• **EXERCISE OBJECTIVE**: Convert the lines below, starting at the one that contains "of the brick" and ending after the one that contains "point(491, 171)", into a JSON list of strings, one string per line. Leave out any blank lines.

• **DATASET RECORDS**:
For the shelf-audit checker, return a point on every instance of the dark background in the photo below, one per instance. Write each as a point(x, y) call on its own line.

--

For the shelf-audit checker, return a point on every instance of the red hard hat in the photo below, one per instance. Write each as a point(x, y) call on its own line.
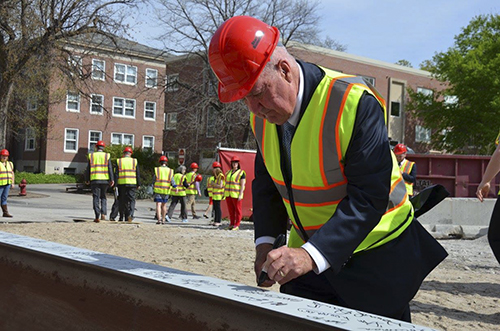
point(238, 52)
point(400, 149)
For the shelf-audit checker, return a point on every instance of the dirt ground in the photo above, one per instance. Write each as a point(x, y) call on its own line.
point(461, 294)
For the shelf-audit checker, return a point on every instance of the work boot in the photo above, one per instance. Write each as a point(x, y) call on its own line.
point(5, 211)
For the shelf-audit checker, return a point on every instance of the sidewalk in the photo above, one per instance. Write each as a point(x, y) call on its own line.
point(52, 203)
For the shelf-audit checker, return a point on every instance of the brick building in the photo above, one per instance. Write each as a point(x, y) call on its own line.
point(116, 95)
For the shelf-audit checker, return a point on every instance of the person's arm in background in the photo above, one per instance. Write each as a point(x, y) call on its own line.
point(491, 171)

...

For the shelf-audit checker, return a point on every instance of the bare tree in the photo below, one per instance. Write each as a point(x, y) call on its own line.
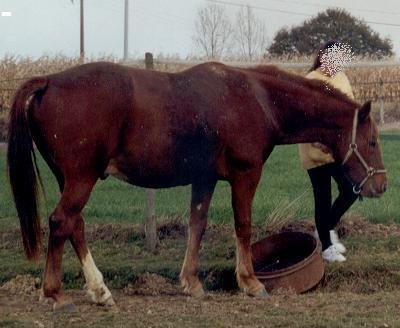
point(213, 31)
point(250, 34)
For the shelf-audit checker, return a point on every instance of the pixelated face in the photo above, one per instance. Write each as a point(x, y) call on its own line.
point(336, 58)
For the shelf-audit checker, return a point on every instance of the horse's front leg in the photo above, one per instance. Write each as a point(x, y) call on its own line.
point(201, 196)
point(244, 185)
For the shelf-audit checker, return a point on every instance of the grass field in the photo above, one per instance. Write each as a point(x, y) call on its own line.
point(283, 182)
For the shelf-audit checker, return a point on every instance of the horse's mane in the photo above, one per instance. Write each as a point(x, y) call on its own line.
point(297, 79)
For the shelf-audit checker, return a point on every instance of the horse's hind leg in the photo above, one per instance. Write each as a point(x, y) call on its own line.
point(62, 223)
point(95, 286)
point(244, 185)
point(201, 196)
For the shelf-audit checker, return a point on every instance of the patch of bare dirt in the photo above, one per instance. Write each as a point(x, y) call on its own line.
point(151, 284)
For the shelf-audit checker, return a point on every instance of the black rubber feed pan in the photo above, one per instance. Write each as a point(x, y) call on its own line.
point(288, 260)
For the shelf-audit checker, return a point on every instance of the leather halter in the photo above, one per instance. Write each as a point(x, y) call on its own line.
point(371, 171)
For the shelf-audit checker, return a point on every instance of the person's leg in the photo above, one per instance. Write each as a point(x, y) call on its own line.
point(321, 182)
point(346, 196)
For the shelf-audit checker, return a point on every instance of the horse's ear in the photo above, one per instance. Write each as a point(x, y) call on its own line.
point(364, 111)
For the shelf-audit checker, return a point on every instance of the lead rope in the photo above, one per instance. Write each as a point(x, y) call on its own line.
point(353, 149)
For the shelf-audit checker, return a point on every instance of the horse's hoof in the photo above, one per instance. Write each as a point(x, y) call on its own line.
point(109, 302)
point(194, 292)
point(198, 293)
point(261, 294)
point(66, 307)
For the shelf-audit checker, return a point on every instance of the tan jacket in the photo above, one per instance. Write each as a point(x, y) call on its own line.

• **WORKED SOLUTION**:
[
  "For the shelf-audit checker, return a point on every instance of the brick building in the photo above, one per instance. Write each as a point(x, y) call on its own line.",
  "point(116, 95)",
  "For the shelf-audit checker, return a point on every instance of the person's arm in background in the photo above, one per instance. Write each as a point(x, y) call on its own line.",
  "point(491, 171)"
]